++++ Task inputs
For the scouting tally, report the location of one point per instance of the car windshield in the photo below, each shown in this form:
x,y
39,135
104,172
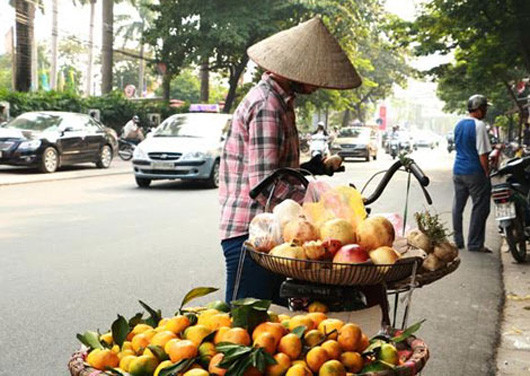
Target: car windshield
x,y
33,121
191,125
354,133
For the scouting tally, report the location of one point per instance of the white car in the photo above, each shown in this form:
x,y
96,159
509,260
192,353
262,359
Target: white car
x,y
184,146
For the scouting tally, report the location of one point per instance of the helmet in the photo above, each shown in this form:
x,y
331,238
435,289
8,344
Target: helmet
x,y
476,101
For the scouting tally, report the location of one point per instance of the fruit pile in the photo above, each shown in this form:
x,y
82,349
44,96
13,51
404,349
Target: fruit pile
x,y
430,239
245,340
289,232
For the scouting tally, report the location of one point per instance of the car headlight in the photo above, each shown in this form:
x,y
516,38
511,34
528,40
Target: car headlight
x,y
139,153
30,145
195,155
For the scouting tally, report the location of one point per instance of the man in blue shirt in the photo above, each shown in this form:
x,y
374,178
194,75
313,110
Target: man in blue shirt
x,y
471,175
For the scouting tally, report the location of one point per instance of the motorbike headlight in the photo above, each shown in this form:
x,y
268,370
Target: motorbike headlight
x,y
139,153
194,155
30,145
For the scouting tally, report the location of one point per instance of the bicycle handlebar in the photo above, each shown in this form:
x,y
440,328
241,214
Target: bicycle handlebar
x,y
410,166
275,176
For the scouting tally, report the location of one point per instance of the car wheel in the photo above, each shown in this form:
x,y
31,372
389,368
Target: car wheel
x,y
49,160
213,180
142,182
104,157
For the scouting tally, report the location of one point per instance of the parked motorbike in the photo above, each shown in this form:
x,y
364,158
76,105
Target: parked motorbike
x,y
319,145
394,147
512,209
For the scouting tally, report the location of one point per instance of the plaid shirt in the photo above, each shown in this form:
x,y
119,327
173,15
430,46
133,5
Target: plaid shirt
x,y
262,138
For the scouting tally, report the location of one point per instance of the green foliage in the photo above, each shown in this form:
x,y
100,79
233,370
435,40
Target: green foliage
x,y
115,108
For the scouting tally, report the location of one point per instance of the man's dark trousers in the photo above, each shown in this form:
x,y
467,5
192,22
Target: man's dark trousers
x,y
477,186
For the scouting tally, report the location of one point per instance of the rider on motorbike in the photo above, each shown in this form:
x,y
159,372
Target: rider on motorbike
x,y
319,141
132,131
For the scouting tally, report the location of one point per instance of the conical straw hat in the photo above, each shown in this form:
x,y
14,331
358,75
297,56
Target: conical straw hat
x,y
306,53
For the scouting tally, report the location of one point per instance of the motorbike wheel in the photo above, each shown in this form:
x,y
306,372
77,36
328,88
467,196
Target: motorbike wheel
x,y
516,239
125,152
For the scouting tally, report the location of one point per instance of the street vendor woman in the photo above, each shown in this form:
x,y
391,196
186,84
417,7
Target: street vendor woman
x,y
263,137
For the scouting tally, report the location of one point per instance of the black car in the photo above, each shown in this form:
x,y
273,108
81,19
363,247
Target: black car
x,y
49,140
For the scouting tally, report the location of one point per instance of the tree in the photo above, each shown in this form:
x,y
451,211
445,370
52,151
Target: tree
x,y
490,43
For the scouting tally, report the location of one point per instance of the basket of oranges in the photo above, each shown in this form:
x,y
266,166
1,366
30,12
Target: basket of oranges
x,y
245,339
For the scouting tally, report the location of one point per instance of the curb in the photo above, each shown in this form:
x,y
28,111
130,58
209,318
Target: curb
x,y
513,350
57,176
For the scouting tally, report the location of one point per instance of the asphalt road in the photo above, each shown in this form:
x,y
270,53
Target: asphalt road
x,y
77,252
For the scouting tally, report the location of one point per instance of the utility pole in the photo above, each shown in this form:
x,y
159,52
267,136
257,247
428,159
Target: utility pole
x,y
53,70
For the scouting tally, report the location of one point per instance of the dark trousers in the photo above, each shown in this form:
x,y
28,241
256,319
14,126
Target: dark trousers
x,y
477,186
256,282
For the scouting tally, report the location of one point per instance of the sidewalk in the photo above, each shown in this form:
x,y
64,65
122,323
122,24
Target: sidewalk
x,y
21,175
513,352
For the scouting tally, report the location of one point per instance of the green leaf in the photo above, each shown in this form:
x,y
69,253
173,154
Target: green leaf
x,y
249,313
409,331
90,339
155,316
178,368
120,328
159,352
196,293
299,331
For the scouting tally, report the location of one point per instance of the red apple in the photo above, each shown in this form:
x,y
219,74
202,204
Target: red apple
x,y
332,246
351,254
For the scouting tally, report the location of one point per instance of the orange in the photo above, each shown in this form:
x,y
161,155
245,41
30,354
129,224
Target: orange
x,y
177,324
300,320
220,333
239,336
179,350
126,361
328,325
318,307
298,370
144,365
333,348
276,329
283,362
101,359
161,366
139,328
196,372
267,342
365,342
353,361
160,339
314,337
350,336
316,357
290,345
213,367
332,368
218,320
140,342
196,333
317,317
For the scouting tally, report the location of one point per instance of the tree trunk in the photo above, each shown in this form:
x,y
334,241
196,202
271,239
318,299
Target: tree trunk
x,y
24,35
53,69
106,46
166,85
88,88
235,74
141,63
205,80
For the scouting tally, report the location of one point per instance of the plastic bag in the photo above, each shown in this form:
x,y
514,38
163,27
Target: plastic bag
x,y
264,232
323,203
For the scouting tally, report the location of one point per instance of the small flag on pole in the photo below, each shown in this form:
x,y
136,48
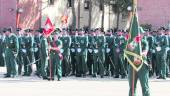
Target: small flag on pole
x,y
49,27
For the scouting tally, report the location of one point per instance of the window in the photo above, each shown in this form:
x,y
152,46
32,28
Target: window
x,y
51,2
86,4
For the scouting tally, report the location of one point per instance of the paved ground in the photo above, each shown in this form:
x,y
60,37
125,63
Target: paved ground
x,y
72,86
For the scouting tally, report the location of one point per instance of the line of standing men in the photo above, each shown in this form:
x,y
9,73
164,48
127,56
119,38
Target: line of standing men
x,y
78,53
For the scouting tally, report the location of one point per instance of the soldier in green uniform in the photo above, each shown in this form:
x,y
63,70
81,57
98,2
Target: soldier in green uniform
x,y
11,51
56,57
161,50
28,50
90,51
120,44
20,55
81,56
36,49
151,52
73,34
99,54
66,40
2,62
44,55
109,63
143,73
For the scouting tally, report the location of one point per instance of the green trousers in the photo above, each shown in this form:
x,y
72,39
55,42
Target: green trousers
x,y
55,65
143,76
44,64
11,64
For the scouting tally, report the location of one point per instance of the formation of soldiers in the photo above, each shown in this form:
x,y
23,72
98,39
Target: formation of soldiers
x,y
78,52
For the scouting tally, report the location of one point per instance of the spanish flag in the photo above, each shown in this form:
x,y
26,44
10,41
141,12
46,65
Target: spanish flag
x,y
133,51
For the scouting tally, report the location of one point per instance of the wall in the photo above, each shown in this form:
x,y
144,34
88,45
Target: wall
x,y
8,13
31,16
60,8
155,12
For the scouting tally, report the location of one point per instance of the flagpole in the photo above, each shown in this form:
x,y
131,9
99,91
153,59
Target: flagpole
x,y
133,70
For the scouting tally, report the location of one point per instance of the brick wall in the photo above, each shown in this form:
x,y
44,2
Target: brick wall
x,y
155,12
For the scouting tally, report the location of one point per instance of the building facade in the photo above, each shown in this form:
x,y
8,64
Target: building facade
++++++++
- **Work item**
In how many lines of the listing does the word "below" appear? Give the number and no other words.

- **Solution to the problem**
2